STATED GOAL A:
Please transcribe the stretch of the vegan camping food article from "We are on our" through "vegan camping foods.".
STATED GOAL B:
Name the foods that the vegan camping article lists in its question about camping culture.
STATED GOAL C:
Take the vegan camping article further, writing what follows its last sentence.

##### DOCUMENT PASSAGE

In just 3 years, the number of American vegans has grown by 600%. We are slowly but steadily becoming a more health conscious and Earth-conscious nation. And people are discovering the incredible benefits, for us and our environment, of a plant-based diet.

Our society is starting to see the big advantages of a diet that doesn’t include meat and other animal-based products. A vegan diet is typically more sustainable and creates a much smaller carbon footprint than those that require animal agriculture.

We are on our way to a healthier diet that is friendlier to the Earth we all love. None more so than outdoor adventurers like ourselves.

But where do we fit into a camping culture filled with burgers, hot dogs, and fish fries?

Whether you are new to veganism, cooking for a friend, or you’re a long-time vegan looking for some new vegan camping food recipes. Get your taste buds ready for some ultimately delicious vegan camping foods.

What is a Vegan Diet?

Are you part of the 94% of the country who are not currently vegan?

If you aren’t very familiar with this quickly growing trend, you aren’t alone. A large portion of Americans aren’t completely sure what being a vegan means.

Let’s start with what we do know. There are two plant-based diets that are similar but differ in a few ways.

What is a Vegetarian Diet?

Most of us are familiar with vegetarianism. Vegetarians do not consume meat or fish of any kind. They also do not consume products that contain animal byproducts, for example, chicken broth or gelatin (which is made from animal bones).

##########
##### DATA SECTION

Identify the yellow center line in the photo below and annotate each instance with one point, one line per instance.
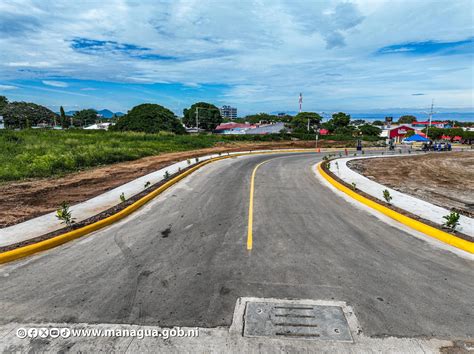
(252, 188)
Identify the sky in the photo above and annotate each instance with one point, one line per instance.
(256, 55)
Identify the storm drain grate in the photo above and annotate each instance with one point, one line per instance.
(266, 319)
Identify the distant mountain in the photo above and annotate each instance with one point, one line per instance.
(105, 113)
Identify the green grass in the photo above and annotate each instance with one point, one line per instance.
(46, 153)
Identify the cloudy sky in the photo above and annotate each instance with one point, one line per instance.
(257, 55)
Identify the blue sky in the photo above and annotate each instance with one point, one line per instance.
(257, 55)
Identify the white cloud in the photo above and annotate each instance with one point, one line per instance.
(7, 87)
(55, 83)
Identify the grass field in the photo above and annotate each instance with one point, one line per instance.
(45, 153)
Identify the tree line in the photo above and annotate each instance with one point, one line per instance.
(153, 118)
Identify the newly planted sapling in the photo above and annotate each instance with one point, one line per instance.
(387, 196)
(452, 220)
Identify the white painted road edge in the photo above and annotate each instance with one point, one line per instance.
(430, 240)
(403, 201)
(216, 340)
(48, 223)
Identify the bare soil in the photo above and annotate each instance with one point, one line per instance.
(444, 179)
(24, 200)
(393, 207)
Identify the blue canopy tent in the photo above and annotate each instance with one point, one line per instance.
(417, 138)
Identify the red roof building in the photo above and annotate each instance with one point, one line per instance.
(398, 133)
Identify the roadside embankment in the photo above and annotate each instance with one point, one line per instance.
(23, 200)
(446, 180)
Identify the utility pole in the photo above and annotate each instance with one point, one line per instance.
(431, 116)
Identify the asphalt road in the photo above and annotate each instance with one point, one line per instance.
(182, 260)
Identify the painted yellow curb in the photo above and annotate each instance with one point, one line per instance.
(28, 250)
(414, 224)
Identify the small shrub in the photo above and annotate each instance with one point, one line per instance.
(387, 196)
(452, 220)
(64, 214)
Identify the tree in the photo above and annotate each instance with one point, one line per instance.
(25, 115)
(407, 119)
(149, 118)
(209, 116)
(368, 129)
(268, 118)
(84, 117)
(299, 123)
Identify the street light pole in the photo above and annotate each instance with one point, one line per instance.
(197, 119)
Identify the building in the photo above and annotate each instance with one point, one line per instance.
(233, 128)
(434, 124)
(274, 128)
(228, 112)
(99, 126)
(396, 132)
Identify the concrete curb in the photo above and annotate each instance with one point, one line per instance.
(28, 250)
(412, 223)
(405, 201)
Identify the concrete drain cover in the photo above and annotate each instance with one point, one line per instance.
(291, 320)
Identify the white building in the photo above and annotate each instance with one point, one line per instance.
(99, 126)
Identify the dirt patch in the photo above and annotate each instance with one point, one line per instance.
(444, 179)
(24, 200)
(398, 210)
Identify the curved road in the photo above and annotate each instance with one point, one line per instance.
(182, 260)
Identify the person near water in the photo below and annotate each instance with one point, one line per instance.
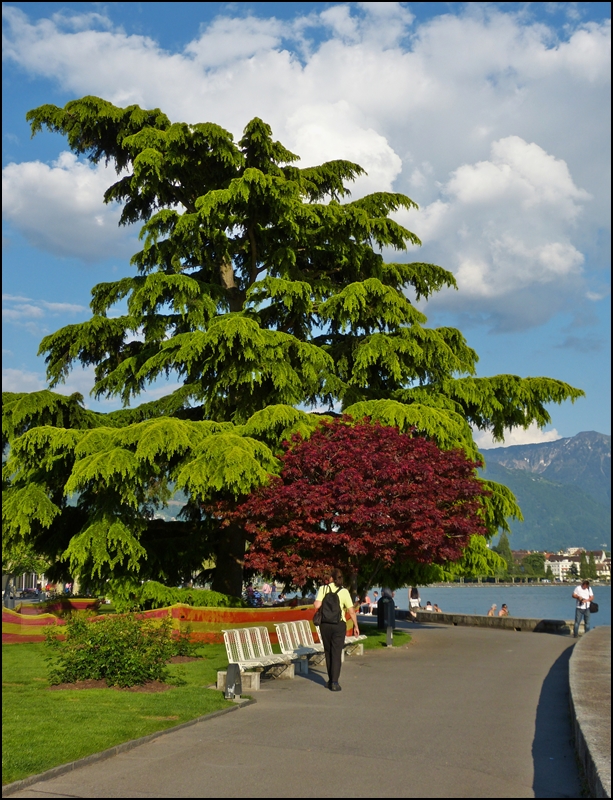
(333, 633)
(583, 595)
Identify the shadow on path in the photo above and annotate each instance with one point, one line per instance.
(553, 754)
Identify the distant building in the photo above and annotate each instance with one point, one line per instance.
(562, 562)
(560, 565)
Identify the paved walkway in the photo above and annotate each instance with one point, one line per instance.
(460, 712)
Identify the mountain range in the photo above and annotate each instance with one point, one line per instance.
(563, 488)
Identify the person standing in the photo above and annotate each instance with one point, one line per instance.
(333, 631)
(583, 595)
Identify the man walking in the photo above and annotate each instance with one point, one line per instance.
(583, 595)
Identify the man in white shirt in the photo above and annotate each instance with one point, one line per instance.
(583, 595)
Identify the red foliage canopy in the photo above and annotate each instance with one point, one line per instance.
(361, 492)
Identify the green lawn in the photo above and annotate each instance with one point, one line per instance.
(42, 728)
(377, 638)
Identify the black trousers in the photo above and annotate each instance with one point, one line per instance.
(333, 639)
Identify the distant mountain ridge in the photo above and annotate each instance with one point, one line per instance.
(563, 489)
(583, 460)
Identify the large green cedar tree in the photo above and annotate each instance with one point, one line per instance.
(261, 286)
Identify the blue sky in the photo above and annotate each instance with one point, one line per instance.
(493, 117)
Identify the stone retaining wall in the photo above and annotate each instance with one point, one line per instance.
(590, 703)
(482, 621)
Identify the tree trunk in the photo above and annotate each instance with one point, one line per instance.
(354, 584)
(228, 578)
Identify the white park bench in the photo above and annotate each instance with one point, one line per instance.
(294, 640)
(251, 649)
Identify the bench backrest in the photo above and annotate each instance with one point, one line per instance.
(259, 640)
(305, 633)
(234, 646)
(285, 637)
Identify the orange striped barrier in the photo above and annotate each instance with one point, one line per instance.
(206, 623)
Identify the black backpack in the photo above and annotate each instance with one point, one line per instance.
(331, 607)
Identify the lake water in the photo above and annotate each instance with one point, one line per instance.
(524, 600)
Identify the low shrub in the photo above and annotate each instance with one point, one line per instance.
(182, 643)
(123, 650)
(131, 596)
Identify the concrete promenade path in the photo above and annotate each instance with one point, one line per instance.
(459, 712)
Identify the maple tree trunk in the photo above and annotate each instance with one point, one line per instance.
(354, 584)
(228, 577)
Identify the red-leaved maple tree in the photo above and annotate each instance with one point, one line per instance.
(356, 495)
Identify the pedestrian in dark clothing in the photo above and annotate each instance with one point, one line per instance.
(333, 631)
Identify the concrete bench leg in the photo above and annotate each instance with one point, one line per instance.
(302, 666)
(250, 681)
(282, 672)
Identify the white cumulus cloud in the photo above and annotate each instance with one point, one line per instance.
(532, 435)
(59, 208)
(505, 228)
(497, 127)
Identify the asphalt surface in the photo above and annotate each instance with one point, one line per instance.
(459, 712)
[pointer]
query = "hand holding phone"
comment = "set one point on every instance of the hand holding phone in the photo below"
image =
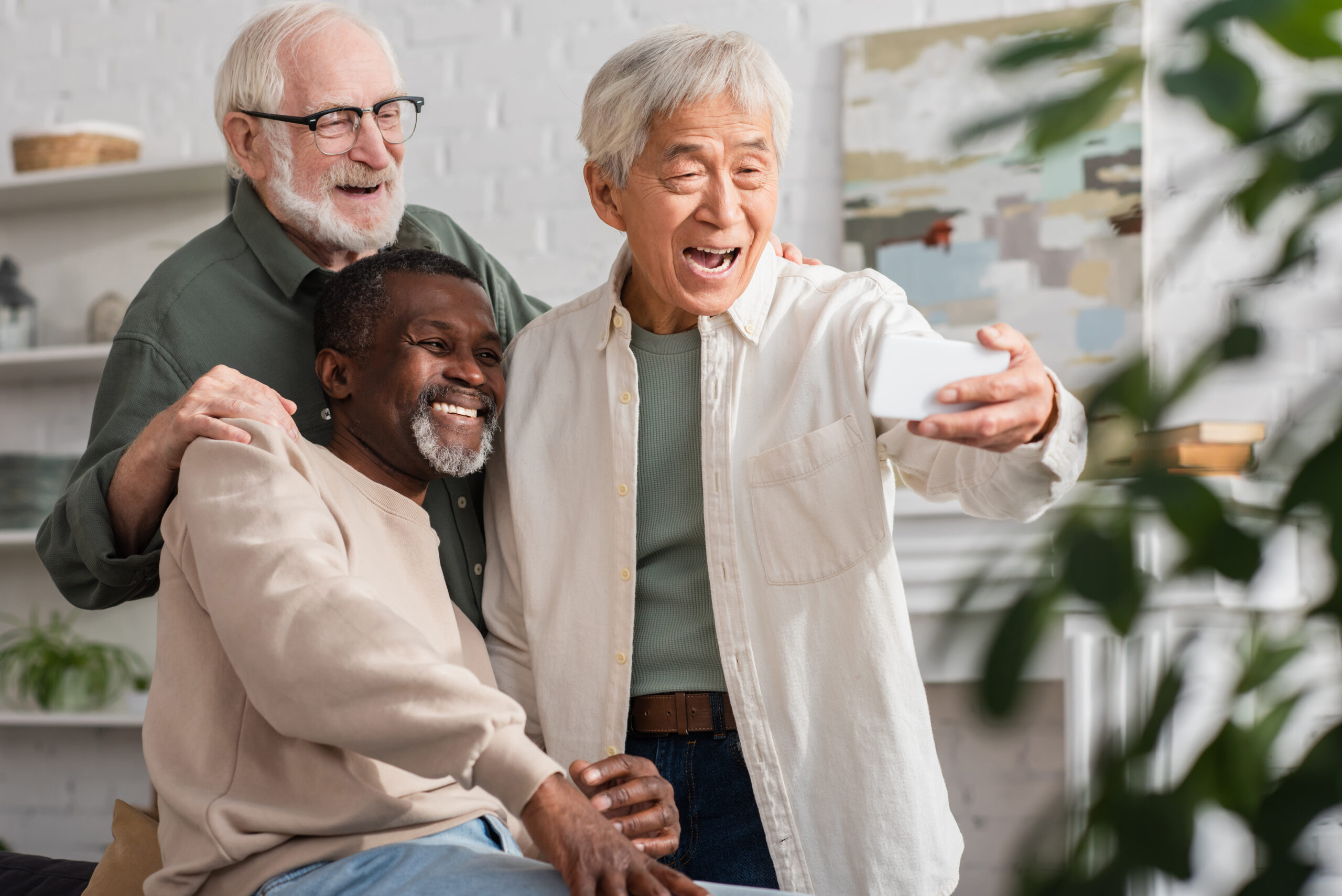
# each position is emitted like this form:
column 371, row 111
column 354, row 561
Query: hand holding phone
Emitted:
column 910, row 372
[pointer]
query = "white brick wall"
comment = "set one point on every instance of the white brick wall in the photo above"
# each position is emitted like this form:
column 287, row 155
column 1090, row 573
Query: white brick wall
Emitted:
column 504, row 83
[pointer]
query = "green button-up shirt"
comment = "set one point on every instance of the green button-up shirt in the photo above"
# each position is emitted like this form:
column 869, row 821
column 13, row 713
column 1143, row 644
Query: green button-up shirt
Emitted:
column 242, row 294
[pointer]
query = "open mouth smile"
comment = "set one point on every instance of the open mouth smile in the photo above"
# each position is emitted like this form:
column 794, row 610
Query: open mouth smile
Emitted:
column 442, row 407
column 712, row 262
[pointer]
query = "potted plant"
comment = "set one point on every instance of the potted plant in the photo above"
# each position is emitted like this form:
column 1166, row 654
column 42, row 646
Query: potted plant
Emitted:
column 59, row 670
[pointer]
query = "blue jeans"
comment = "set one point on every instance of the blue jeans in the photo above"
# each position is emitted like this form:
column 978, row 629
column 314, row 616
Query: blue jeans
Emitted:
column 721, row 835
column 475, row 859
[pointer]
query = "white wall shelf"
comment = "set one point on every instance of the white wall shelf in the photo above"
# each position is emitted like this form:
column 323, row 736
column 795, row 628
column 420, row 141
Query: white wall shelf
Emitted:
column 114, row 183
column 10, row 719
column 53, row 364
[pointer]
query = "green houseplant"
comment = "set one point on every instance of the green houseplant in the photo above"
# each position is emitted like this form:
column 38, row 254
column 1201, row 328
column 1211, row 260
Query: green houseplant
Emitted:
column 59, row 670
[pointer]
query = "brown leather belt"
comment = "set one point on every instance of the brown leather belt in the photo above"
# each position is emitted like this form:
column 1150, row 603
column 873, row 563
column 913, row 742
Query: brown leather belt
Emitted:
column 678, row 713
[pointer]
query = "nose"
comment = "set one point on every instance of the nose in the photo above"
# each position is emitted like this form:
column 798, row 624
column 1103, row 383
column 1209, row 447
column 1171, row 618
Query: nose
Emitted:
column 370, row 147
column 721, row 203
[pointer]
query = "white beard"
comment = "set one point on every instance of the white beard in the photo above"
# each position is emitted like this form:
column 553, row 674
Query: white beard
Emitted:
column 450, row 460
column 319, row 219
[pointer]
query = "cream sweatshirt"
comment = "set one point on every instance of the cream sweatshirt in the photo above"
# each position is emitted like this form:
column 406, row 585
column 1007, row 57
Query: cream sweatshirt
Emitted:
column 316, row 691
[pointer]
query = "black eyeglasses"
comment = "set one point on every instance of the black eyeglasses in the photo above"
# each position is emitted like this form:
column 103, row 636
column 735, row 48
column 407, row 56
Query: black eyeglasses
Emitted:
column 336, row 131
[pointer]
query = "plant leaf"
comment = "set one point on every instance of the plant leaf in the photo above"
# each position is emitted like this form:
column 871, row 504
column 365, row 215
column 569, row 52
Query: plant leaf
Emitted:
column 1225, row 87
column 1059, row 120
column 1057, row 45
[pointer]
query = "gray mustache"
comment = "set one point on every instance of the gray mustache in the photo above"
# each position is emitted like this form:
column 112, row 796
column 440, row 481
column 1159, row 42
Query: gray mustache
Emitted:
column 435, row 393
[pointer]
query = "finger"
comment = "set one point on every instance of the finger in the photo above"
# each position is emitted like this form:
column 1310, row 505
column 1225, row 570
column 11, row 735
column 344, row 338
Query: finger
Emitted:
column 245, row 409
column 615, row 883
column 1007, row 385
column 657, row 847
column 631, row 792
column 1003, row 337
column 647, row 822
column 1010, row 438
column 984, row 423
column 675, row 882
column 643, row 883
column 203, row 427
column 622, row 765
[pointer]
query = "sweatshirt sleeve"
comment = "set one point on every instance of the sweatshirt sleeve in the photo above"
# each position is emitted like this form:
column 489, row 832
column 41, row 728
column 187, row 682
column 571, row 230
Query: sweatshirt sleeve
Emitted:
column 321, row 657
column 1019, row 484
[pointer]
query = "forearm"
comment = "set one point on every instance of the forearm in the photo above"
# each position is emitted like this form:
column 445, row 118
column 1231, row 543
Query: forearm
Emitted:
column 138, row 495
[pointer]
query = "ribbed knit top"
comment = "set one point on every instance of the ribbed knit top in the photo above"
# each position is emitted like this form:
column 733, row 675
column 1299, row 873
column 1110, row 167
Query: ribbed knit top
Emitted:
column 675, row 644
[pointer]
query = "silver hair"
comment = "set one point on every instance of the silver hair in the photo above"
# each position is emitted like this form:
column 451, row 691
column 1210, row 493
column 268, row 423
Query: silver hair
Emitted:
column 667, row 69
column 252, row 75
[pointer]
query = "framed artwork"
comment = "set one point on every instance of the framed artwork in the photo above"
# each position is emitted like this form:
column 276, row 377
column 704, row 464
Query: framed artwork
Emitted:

##########

FINAL RESULT A:
We are on our way to a healthier diet that is friendlier to the Earth we all love. None more so than outdoor adventurers like ourselves.

But where do we fit into a camping culture filled with burgers, hot dogs, and fish fries?

Whether you are new to veganism, cooking for a friend, or you’re a long-time vegan looking for some new vegan camping food recipes. Get your taste buds ready for some ultimately delicious vegan camping foods.

FINAL RESULT B:
Burgers, hot dogs, and fish fries.

FINAL RESULT C:
Is being vegan the same as being a vegetarian? What are the restrictions? Why would someone want to be vegan?

The Vegan Diet

At its most basic level, following a vegan diet means you do not consume any animal products. Like vegetarians, vegans do not eat meat or fish. They also won’t eat eggs or dairy products, like cow’s milk, since these products come from animals. Some vegans are very strict and choose not to eat honey since it is made by bees.

The Vegan Lifestyle

If you talk to most vegans, you’ll find out that veganism isn’t as much a diet as it is a lifestyle choice. Some people follow a vegan diet. Other vegans choose not to use any products that come from animals, like leather or beeswax.

Instead of cow or goat’s milk, they may choose to drink soy, coconut or almond milk. Instead of wearing leather shoes, they may choose linen, canvas or hemp options.

Everyone is different. We choose to be vegan for different reasons and have different needs and capacities. Therefore, each person who chooses a vegan diet or vegan lifestyle may do so a little differently than the next person.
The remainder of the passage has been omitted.